▸ GIVEN REQUEST:
Write out everything from the line containing "In this picture, where can the unpaved" down to the end of the records, requests included. Shift every point coordinate in the answers by -15, and leave the sample points in the requests as they are.
>> Begin DATA LINES
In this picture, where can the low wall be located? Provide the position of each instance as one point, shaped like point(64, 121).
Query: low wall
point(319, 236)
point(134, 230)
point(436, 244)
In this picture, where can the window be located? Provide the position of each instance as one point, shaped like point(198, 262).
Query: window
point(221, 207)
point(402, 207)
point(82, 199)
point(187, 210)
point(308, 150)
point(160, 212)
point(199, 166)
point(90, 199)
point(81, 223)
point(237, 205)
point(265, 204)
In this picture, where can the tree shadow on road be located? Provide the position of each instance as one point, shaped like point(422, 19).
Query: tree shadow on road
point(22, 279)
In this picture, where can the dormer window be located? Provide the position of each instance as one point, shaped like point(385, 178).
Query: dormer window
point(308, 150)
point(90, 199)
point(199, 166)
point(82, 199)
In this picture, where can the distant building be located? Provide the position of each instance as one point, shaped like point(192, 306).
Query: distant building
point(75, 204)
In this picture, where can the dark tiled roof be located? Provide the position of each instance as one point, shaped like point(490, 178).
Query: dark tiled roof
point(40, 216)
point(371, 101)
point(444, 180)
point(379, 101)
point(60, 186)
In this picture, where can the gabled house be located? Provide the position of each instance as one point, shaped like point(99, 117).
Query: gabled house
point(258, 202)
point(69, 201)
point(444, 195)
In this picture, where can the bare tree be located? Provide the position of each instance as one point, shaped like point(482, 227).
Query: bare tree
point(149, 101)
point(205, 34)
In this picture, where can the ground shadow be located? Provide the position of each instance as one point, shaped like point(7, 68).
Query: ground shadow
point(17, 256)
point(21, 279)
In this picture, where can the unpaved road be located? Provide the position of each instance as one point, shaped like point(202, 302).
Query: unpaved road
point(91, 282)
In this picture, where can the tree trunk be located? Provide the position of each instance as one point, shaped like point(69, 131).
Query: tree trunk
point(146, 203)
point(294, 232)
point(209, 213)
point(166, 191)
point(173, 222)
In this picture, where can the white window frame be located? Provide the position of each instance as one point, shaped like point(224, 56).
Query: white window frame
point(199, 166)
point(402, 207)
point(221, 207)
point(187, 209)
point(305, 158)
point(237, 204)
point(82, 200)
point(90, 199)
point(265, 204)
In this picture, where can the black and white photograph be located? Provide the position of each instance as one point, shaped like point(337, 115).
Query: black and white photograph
>> End DATA LINES
▸ CORRECT RESULT:
In this picture, where can the unpaved road be located? Provide the position of each instance as one point, shaped like point(202, 302).
Query: unpaved road
point(76, 267)
In this picture, where can the tree trunk be located? Provide the position of each instance as one point, shaped like point(69, 131).
Query: tree trunk
point(131, 188)
point(279, 217)
point(194, 198)
point(151, 176)
point(158, 207)
In this picture, where can the white window frame be located? Provide the position of each instance as one point, shaped like point(224, 56).
Query: white window frame
point(184, 151)
point(387, 192)
point(206, 192)
point(172, 194)
point(290, 143)
point(222, 189)
point(67, 185)
point(75, 184)
point(250, 189)
In this picture, where can the black and white photograph be located? Provide the position of each instance as one point, shaped like point(337, 115).
Query: black and white photograph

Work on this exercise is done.